Reproduce word for word the part of the article on the Rodgers contract and Wilson trade that begins with the words containing "Winners and Losers" and ends with "the entire league.".

Text section:
━━━━━━━━━━━━━━━━

Winners and Losers of the Rodgers Contract, Wilson Trade and the NFL’s Wild Day

From members of the Packers organization to the rest of the reshaped AFC West, here’s a look at how Tuesday’s landscape-shifting moves affected the entire league.

March 7 will go down as one of the most consequential days in recent NFL history, with both Aaron Rodgers re-cementing his commitment to the Green Bay Packers and Russell Wilson moving to the Denver Broncos. These events will cause waves lapping up on the shores of all 32 franchises, which we will do our best to dissect here. This is far more than a Russell Wilson story or a Packers story. What happened on Tuesday was a reflection of modern clout, power and the way the business is trending.

━━━━━━━━━━━━━━━━

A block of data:
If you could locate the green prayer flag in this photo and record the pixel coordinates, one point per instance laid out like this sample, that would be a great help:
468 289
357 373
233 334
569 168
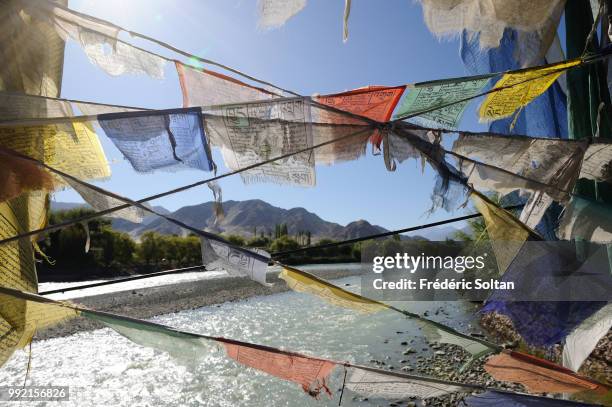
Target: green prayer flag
178 344
448 97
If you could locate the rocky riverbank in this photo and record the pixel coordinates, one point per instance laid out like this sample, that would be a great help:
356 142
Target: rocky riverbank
597 366
148 302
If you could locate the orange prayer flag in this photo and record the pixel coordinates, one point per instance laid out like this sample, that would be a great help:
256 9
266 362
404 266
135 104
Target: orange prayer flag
19 175
374 102
311 373
539 375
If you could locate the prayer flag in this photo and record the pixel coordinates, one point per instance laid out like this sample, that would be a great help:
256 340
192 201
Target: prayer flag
539 375
164 139
441 102
518 89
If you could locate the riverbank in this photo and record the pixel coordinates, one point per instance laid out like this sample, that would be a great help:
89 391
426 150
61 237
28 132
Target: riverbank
145 303
402 349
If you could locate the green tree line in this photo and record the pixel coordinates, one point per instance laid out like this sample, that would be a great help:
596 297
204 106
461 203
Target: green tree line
115 253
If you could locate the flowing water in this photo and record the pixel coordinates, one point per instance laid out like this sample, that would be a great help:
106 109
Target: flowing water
103 368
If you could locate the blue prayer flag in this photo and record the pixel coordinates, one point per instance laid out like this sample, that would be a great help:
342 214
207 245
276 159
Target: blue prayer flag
164 139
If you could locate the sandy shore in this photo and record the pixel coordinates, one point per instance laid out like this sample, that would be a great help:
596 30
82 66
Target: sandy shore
148 302
439 360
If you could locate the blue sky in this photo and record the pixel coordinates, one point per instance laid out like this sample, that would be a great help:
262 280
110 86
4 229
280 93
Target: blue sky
389 44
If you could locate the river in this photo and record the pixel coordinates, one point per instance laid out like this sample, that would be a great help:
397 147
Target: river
104 369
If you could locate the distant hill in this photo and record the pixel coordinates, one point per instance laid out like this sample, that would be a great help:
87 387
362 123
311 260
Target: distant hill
441 233
64 206
243 218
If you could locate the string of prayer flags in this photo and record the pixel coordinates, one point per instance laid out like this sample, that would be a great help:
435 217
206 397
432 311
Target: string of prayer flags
252 263
101 202
32 53
374 102
18 106
372 384
506 233
539 375
305 283
72 148
202 87
518 89
20 319
311 373
275 13
580 343
99 41
547 168
506 399
548 165
19 176
118 58
584 219
94 109
162 139
441 102
488 19
251 133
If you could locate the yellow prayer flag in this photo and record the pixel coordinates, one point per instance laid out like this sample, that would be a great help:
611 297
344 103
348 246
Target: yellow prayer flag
506 233
21 318
72 148
520 88
305 283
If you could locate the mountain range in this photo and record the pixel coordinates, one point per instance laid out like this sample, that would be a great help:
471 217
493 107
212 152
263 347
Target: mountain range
255 216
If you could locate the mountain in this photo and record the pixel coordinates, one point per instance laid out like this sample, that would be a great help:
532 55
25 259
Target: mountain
243 218
441 233
246 217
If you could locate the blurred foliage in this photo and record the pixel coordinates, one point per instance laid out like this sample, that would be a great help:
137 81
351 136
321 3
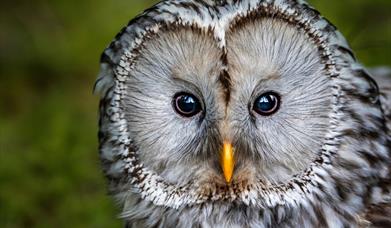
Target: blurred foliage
49 168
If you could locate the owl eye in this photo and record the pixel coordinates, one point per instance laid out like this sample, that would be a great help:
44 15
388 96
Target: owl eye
186 104
267 104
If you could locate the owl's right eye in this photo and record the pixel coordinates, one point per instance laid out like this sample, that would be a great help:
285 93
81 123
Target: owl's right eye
186 104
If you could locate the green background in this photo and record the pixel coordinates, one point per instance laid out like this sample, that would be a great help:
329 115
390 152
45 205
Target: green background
49 50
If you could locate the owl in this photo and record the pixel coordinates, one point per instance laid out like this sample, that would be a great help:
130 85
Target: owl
242 113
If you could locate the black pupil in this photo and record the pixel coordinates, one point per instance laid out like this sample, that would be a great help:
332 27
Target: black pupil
266 104
187 105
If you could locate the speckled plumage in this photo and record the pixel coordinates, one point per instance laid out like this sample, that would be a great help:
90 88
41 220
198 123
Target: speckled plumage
324 164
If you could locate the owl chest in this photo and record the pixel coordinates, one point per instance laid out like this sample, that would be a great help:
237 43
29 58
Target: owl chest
231 215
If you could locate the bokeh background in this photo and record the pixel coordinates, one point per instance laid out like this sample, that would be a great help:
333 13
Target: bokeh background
49 50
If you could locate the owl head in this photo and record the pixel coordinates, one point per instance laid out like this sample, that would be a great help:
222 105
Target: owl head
256 103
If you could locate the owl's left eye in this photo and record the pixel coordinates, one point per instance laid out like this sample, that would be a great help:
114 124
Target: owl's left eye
186 104
267 104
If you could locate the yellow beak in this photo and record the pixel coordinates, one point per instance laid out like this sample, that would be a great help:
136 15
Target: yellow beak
227 161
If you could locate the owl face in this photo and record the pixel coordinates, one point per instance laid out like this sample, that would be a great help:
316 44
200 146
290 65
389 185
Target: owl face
257 103
266 93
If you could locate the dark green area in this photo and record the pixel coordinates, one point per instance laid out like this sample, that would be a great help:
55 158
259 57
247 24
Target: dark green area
49 50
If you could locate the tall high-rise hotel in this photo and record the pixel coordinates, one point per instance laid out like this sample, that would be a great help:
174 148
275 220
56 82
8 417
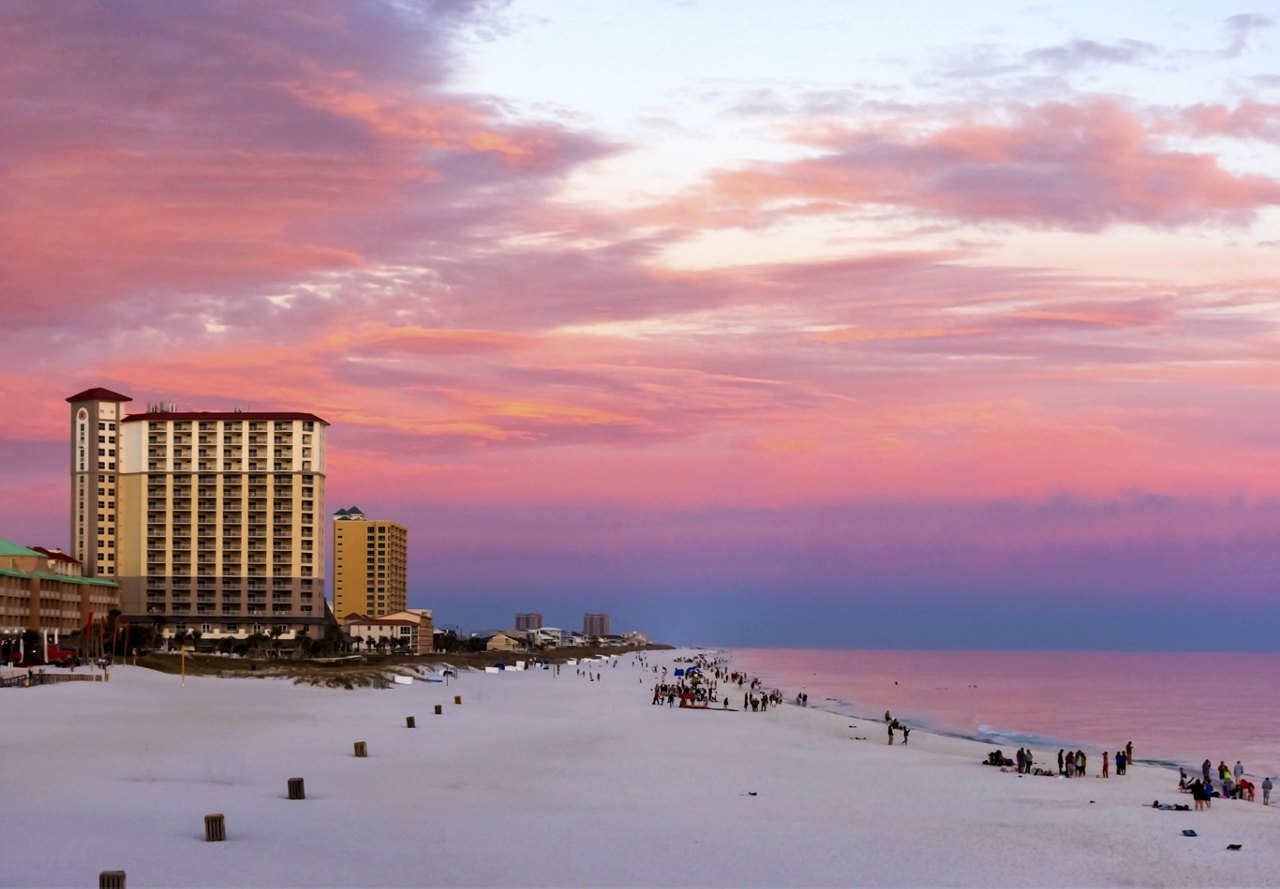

━━━━━━━━━━━━━━━━

Final answer:
Winners and Losers of the Rodgers Contract, Wilson Trade and the NFL’s Wild Day

From members of the Packers organization to the rest of the reshaped AFC West, here’s a look at how Tuesday’s landscape-shifting moves affected the entire league.